**WHAT YOU ARE ASKED TO DO:**
Whichever lines of the entries hold the word "item" should be identified and copied.

%%

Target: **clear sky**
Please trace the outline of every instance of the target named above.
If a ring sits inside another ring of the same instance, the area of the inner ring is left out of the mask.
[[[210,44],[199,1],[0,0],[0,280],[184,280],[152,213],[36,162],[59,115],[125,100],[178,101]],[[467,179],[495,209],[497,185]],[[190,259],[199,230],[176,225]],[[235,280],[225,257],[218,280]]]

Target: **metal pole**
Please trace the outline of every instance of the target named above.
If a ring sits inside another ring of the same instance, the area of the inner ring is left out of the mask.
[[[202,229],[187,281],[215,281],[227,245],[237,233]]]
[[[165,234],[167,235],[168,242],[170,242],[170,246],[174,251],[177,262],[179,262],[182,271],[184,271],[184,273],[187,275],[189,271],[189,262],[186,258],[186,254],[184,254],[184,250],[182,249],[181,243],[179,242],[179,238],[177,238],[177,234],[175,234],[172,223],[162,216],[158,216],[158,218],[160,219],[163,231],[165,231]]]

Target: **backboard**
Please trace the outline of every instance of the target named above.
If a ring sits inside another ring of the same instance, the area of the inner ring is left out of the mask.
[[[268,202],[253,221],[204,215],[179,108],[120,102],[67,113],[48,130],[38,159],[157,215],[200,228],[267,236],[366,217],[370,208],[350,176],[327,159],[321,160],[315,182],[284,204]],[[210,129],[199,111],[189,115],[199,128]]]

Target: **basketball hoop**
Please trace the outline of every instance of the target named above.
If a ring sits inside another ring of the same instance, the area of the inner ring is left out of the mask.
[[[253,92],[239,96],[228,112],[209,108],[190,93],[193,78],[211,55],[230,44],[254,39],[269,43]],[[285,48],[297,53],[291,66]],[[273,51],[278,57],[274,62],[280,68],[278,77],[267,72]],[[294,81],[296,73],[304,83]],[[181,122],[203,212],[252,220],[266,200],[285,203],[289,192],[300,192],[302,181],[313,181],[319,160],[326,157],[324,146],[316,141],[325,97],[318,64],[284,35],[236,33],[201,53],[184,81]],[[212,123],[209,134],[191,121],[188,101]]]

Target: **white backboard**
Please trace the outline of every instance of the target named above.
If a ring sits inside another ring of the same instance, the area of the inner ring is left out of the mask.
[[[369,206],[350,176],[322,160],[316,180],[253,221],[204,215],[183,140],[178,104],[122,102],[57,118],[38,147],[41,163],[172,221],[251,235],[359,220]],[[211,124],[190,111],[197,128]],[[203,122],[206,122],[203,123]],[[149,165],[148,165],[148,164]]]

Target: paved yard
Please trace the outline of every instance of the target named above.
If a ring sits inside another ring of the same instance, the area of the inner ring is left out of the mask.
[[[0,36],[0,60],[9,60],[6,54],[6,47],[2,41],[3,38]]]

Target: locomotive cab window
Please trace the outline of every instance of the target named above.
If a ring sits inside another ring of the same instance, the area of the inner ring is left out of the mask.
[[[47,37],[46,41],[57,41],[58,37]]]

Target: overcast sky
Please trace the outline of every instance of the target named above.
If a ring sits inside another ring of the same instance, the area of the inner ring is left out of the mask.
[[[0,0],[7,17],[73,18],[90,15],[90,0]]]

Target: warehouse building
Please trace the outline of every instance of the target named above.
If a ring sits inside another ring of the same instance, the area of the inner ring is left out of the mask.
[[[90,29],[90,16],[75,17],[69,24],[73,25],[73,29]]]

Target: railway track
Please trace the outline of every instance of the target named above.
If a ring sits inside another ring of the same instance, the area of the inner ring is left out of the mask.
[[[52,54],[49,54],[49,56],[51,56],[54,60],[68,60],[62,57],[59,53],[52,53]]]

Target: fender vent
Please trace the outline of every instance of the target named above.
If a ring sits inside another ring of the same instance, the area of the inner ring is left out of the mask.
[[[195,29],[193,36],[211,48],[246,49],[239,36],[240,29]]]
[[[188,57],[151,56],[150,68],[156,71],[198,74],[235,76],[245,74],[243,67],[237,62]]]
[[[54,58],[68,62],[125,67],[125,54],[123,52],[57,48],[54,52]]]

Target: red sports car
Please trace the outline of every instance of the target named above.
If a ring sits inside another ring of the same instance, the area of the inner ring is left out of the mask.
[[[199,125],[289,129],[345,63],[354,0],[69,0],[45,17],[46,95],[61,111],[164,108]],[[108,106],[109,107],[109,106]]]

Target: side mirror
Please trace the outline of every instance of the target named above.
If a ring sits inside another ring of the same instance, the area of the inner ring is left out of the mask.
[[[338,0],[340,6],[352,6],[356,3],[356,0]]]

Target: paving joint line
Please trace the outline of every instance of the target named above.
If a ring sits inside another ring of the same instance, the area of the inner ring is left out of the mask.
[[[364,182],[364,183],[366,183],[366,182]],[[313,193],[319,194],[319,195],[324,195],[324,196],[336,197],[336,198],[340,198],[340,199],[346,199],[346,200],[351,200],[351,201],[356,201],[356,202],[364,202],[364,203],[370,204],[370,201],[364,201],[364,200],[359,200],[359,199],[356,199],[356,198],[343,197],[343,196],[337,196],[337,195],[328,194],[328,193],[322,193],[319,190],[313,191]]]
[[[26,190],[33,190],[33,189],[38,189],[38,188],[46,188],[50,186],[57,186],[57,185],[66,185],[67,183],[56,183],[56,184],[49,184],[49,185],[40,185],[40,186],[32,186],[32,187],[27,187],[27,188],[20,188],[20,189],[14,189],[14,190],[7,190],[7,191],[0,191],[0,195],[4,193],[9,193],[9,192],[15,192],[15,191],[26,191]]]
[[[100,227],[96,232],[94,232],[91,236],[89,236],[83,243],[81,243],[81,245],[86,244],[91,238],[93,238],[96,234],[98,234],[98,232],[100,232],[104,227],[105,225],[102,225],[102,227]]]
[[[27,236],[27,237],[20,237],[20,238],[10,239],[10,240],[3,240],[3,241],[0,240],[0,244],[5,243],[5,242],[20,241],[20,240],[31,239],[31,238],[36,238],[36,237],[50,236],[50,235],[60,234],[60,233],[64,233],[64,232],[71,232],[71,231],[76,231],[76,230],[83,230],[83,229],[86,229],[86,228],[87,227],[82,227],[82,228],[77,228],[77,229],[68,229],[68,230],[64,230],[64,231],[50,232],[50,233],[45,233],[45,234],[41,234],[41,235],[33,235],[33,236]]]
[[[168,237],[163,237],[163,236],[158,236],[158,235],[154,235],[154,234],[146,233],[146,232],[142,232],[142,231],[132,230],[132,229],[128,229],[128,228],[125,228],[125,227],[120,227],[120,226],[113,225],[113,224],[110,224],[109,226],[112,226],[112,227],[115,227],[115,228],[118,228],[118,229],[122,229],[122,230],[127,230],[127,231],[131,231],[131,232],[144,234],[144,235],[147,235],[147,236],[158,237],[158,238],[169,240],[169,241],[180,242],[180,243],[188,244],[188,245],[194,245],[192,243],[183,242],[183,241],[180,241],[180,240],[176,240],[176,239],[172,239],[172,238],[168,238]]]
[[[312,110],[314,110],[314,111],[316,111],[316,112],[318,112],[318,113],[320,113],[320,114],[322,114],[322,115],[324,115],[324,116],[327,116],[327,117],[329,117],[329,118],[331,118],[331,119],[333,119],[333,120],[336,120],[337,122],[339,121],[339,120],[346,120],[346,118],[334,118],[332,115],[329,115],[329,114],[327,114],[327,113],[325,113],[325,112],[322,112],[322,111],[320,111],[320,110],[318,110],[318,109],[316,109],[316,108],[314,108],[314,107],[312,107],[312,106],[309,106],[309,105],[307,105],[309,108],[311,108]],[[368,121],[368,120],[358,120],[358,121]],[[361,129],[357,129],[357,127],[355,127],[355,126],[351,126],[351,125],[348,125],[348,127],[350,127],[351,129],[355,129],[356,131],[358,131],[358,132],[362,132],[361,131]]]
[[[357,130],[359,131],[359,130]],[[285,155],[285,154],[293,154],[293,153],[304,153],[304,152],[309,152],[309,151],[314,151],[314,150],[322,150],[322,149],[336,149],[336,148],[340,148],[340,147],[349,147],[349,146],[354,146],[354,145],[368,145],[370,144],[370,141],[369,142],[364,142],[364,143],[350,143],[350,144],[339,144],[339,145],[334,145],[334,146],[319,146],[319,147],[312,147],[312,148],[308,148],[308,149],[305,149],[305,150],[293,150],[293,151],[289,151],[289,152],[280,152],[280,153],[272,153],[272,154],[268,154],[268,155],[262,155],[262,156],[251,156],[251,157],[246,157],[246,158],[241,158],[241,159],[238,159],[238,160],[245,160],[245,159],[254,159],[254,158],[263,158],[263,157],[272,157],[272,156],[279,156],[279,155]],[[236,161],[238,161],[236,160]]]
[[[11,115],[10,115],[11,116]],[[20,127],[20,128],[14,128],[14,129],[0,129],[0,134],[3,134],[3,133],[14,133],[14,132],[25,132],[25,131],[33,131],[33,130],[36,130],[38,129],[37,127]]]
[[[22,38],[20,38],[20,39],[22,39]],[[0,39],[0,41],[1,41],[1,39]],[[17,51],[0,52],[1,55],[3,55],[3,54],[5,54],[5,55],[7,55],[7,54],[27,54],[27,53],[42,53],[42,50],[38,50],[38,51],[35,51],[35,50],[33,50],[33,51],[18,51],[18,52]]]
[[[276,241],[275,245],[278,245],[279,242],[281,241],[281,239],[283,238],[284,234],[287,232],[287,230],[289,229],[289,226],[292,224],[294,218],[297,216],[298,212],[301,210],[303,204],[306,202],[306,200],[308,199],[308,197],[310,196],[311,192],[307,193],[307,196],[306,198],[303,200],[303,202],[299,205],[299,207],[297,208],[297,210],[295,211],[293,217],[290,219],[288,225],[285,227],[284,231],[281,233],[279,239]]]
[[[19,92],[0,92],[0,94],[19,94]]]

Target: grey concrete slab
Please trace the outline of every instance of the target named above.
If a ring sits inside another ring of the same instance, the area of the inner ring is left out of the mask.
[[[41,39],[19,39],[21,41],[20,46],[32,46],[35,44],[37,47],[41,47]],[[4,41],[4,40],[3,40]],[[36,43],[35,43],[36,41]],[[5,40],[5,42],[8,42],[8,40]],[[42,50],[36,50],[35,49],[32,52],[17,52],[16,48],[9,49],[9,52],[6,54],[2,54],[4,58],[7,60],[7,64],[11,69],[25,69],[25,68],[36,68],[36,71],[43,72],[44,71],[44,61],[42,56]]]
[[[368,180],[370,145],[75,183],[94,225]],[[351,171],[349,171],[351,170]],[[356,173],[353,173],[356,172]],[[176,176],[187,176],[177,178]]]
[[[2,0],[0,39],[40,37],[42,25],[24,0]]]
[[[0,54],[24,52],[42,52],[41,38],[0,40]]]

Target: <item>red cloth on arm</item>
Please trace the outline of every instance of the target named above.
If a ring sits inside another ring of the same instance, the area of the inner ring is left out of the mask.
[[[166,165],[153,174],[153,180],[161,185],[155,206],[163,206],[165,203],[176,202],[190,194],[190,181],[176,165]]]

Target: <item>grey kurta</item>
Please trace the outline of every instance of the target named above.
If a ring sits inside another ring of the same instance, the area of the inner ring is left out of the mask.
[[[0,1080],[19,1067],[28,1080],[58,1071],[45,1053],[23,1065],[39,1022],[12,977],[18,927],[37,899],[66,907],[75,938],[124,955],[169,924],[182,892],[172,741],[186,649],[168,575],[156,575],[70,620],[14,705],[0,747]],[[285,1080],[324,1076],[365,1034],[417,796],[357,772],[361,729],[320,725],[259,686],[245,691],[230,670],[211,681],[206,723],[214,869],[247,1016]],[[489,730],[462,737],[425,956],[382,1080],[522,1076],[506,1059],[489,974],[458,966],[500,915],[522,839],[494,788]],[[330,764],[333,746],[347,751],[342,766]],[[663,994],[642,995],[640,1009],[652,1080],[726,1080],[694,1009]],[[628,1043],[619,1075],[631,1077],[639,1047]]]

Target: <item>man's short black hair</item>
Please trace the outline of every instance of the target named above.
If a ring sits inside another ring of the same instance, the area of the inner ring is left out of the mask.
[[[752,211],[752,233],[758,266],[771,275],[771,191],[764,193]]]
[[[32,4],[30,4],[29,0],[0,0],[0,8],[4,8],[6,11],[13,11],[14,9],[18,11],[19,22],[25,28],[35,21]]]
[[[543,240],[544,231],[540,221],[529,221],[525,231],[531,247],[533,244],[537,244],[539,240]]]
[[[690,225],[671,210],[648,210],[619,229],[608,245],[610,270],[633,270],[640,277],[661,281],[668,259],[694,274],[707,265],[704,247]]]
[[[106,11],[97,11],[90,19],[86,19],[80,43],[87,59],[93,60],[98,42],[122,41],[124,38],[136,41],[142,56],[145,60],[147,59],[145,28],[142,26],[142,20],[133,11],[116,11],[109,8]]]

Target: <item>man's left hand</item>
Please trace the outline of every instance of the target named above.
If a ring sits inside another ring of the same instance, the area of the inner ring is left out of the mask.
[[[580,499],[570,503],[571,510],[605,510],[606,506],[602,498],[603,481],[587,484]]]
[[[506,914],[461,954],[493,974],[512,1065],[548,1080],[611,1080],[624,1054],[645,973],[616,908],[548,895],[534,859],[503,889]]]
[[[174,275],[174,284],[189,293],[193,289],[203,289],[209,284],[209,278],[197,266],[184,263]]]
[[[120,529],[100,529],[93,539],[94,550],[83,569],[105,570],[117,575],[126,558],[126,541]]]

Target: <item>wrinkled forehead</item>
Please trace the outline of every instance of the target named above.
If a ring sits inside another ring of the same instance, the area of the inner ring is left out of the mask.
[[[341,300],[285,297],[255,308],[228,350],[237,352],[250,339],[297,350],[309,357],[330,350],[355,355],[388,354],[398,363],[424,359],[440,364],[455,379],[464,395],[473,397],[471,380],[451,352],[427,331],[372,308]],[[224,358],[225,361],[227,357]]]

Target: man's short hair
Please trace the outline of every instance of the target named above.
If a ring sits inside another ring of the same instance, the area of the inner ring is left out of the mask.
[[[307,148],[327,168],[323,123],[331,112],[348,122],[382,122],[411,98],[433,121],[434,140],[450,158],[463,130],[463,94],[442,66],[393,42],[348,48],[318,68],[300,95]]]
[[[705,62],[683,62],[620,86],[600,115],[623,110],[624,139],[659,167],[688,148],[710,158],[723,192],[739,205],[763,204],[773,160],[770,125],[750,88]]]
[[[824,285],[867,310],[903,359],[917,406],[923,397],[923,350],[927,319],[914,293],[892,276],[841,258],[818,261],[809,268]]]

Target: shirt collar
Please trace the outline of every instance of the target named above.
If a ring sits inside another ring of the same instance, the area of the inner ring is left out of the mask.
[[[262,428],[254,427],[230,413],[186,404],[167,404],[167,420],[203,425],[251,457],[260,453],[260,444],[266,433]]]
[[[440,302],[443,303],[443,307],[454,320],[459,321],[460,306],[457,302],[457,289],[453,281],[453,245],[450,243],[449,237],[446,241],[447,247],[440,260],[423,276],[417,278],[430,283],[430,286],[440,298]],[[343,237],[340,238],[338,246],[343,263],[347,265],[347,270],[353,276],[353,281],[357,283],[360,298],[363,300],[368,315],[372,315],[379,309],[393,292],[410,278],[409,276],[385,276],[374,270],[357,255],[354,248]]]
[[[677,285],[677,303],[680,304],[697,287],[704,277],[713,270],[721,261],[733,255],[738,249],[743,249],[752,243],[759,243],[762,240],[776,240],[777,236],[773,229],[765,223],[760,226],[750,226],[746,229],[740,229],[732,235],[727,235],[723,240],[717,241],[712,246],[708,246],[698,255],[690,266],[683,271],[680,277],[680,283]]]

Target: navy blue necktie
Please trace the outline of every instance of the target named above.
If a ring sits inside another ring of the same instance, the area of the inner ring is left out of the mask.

%%

**TASK OUTPUT:**
Target: <item>red cloth on arm</item>
Target: <item>grey kurta</item>
Target: <item>man's short black hair</item>
Target: <item>man's left hand</item>
Target: <item>wrinkled forehead</item>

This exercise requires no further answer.